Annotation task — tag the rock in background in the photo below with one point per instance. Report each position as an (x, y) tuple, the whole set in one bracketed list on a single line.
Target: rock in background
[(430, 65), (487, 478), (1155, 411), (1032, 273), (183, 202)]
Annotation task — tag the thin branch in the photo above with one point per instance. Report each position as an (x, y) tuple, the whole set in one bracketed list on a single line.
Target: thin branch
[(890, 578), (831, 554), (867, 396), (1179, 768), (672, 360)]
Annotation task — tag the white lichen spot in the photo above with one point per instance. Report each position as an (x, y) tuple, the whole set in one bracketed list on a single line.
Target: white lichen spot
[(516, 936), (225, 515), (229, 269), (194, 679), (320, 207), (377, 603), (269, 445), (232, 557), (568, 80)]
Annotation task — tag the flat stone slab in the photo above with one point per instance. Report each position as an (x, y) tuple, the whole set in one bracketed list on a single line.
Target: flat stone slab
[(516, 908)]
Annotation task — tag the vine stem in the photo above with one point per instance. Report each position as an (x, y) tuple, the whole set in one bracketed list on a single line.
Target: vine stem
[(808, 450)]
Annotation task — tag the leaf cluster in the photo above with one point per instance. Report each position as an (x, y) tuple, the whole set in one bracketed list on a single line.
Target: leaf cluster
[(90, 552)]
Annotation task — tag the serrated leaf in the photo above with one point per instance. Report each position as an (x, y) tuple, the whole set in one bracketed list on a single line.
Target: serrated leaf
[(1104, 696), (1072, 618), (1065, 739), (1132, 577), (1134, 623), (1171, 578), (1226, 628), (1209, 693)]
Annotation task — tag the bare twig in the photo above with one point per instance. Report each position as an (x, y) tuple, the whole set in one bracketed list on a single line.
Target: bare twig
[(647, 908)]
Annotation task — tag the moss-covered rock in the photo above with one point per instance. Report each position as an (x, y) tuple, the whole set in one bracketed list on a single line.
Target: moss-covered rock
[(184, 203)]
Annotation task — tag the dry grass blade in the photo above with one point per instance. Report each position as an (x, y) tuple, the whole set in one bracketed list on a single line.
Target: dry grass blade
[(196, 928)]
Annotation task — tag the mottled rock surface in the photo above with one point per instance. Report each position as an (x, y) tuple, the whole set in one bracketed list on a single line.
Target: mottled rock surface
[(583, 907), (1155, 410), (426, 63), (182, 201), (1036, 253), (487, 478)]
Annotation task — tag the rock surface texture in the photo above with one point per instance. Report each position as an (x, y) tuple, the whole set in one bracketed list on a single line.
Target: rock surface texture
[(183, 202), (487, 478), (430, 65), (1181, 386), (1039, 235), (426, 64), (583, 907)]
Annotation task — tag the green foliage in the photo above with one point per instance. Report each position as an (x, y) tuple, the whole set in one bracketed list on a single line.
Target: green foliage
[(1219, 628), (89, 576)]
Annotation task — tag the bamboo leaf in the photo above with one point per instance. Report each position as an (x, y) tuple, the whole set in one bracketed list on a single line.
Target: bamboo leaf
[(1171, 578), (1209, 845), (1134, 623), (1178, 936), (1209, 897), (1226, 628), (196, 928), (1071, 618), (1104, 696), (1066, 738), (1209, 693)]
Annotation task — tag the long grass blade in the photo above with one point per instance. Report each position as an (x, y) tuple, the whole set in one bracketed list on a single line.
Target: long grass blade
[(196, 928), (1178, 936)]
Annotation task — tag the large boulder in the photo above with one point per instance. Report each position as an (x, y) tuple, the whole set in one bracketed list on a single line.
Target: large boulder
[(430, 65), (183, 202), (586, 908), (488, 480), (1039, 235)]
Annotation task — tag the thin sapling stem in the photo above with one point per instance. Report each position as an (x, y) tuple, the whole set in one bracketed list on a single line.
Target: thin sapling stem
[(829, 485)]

§ TRY IT:
Would you copy, unchanged, the stretch of the records above that begins at the line containing "Target: thin branch" and ends at the line containing "Annotation task — tag the white", and only that?

§ RESPONSE AREA:
Target: thin branch
[(890, 578), (831, 554), (867, 396), (1179, 768), (672, 360)]
Annotation task — tag the white lichen spot in the photo above with one point per instance. Report each position as an (x, y) tuple, the whole set in one bracketed list on a single line.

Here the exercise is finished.